— WORK TO BE COMPLETED —
Report each line in the records below that contains the string "slat", and copy every such line in full.

— INPUT FOR THIS TASK —
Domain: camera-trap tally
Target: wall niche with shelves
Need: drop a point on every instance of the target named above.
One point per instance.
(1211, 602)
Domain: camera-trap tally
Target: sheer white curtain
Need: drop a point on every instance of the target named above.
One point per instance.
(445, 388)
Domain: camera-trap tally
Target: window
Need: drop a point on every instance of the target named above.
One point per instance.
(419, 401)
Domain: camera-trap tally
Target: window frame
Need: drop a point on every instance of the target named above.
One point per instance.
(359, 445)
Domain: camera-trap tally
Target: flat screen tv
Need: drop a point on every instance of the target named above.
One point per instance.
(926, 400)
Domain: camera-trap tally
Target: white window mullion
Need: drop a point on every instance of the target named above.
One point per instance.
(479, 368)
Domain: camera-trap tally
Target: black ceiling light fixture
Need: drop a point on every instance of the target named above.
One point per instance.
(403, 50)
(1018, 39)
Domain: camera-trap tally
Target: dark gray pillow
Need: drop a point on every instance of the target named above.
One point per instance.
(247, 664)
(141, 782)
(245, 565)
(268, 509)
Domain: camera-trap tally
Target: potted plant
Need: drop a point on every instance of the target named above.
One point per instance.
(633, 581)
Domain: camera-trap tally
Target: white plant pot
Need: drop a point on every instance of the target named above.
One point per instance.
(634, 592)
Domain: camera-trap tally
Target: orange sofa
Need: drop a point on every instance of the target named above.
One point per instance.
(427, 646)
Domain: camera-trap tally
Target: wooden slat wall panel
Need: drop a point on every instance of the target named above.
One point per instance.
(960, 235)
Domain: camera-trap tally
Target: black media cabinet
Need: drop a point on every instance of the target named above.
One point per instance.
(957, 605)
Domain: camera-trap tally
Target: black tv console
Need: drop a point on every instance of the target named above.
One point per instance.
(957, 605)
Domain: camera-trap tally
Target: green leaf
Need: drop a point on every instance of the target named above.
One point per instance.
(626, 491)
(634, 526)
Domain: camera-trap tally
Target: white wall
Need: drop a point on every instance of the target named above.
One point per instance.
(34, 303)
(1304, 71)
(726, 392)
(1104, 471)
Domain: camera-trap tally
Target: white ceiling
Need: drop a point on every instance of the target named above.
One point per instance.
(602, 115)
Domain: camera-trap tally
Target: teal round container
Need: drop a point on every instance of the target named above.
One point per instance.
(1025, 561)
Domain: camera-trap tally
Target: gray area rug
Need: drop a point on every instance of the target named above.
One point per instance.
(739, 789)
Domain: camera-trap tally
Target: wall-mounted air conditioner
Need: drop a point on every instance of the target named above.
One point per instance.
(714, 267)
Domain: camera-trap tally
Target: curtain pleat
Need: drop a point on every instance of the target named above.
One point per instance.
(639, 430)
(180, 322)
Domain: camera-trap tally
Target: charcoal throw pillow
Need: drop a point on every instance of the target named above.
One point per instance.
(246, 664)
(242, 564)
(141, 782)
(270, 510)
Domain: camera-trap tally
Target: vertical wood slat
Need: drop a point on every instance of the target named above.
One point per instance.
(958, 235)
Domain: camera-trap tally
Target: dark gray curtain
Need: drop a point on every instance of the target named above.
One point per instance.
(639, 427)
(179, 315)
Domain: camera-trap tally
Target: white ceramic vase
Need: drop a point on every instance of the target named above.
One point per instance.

— RESPONSE —
Target: wooden slat wall panel
Target: vertical wood slat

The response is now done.